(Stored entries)
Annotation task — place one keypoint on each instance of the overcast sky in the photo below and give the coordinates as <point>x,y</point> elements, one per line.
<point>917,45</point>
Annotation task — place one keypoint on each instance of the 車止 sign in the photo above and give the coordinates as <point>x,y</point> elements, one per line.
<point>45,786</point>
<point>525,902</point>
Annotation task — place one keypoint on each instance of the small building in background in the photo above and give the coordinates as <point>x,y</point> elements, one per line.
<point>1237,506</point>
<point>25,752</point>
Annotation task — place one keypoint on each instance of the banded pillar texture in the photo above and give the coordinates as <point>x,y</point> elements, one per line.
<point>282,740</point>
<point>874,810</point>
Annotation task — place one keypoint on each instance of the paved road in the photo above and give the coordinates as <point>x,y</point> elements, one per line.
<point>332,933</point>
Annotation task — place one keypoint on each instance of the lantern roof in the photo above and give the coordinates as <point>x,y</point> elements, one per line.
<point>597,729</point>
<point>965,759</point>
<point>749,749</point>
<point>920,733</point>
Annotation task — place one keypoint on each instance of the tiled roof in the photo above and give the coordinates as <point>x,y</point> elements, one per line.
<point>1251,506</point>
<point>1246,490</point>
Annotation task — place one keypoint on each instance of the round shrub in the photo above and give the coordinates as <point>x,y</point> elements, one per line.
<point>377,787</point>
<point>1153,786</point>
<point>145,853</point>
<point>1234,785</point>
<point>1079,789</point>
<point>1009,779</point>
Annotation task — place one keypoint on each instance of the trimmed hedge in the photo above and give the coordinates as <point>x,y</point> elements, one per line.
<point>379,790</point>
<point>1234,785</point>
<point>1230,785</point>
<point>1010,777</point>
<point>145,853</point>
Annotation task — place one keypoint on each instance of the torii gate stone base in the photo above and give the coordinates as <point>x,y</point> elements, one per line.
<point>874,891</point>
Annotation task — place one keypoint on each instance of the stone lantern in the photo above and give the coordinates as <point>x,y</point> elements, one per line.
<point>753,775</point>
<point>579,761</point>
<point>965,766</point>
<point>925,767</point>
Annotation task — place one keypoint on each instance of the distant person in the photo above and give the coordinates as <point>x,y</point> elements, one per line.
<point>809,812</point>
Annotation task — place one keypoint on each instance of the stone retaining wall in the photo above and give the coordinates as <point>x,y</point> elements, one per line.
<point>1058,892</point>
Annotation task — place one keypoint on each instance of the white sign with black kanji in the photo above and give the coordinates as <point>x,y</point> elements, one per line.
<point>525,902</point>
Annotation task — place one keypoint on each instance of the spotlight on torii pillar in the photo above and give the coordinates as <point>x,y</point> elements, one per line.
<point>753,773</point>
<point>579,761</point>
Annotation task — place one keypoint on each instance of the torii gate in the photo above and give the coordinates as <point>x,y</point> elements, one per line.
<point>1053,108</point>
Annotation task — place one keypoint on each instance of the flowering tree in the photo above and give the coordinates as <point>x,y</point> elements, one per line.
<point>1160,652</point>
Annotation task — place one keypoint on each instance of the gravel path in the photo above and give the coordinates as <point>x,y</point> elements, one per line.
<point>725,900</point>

• Written instruction: Reproduce word for word the records from the line containing "torii gate in" through the end of the records.

• Solution to this problem:
Annotation task — place one keypoint on each instance of the torii gate in the photo above and give the coordinates as <point>x,y</point> elements, one per line.
<point>1053,108</point>
Annotation task — place one keypoint on each instance of the flowering tree in the photo above and give the coordinates as <point>x,y</point> elements, one per line.
<point>1160,652</point>
Annotation task — place one keypoint on each instance of the gravel path in the photo above and give the coordinates as <point>x,y</point> elements, one per line.
<point>725,900</point>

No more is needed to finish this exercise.